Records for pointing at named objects
-------
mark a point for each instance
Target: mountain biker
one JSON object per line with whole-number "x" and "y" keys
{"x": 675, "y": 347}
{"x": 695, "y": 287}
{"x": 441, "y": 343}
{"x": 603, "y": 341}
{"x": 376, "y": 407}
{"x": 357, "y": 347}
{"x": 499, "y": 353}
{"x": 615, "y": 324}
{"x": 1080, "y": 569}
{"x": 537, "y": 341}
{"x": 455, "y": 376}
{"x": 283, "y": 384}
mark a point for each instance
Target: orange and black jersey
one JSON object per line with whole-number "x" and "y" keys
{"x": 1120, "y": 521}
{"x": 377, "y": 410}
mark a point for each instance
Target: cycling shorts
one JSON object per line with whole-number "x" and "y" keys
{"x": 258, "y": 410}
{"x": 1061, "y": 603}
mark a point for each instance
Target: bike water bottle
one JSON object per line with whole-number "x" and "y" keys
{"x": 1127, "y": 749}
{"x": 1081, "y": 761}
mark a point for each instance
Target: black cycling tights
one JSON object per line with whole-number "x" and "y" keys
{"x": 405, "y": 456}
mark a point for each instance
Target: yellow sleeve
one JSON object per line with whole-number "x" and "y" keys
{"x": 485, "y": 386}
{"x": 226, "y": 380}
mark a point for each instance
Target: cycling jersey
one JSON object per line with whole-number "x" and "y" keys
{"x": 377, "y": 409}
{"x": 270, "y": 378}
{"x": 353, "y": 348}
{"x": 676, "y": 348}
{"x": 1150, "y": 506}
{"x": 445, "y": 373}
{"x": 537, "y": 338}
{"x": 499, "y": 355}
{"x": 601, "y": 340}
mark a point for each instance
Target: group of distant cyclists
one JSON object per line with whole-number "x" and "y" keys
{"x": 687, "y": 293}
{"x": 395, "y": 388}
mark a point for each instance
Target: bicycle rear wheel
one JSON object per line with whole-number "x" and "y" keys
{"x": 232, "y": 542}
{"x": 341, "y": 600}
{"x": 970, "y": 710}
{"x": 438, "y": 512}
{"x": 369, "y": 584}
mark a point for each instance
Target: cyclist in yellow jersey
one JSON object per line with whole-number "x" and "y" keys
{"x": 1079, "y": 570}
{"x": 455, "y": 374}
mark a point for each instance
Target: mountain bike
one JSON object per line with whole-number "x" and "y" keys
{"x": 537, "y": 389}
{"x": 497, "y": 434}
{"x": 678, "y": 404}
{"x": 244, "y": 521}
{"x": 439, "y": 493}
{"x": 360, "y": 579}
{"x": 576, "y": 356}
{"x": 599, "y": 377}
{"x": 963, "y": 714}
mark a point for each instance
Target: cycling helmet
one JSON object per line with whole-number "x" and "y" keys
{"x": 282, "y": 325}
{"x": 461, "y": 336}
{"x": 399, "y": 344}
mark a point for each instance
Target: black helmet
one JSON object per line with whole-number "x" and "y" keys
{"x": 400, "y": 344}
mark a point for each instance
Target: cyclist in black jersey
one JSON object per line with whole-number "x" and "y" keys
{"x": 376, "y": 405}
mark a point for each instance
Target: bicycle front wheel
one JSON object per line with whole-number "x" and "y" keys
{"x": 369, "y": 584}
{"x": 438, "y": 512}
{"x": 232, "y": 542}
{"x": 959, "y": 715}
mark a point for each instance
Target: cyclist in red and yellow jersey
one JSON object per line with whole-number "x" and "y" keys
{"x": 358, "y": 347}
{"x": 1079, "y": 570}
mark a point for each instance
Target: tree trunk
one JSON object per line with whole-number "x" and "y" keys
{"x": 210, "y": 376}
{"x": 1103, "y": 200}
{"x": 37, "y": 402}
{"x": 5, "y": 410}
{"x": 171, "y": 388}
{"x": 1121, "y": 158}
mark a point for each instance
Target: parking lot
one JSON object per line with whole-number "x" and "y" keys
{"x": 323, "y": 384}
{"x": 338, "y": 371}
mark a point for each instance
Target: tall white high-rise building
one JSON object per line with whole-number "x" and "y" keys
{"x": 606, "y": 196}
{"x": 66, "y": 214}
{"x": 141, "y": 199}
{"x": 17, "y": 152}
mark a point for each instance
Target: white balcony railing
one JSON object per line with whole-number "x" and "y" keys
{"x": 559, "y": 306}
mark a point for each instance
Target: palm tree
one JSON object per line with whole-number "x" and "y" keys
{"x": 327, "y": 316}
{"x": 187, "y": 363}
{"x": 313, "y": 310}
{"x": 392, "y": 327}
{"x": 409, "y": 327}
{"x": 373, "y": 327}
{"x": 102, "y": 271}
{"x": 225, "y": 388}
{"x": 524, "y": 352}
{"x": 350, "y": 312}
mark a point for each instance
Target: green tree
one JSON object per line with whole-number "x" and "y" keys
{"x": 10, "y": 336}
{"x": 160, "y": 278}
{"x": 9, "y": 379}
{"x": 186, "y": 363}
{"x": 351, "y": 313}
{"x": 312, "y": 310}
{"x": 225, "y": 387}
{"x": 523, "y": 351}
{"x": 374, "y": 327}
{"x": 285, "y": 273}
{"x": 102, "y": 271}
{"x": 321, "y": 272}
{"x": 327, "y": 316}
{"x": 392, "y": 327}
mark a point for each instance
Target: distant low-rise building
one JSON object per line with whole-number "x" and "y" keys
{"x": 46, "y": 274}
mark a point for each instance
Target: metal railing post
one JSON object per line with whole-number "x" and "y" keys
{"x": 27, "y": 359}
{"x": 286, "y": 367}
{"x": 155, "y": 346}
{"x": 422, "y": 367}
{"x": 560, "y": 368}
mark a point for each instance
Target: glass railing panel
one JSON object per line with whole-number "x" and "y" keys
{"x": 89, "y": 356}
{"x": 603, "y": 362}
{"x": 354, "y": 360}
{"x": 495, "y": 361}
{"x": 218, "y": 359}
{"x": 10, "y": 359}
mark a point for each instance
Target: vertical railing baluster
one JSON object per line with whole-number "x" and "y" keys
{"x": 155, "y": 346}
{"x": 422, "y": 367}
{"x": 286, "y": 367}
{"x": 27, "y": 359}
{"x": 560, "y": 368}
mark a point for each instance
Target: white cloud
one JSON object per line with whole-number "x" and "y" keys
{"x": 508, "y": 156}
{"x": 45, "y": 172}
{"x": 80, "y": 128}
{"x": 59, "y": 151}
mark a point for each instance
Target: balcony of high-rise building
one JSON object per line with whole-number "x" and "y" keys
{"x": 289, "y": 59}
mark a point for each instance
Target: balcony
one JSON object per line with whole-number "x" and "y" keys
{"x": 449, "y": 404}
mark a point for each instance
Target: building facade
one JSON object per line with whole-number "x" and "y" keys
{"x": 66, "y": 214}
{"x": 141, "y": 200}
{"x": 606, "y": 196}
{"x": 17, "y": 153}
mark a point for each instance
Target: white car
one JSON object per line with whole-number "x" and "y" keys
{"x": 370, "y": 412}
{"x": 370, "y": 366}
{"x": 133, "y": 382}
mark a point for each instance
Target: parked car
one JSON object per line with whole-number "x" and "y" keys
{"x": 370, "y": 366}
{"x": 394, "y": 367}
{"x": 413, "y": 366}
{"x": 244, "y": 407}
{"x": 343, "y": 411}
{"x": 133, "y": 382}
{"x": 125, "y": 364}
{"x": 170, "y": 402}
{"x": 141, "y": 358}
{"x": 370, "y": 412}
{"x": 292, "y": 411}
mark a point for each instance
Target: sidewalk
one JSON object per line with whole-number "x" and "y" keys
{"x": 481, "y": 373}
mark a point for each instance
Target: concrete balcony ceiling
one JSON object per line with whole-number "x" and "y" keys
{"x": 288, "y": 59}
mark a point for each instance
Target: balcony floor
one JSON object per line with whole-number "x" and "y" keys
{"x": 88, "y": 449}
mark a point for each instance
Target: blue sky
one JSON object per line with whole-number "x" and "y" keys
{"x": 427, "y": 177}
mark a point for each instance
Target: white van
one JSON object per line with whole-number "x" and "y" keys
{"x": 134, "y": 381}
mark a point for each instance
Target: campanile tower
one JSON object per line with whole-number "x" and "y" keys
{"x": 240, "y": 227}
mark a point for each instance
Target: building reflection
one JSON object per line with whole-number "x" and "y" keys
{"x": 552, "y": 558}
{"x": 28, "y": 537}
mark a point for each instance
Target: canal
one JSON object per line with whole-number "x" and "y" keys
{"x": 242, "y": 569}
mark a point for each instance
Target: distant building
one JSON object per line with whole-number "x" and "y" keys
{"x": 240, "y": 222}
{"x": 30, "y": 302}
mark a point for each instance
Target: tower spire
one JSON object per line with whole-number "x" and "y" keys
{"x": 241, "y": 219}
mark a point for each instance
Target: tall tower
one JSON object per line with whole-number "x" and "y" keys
-------
■ What the task asks ■
Which lines in the records above contain the word "jersey"? Filter the records down to those lines and copy each one in full.

■ Task result ■
Target: orange and black jersey
Target: cycling jersey
Target: cyclist in yellow jersey
Target: cyclist in black jersey
Target: cyclist in red and yellow jersey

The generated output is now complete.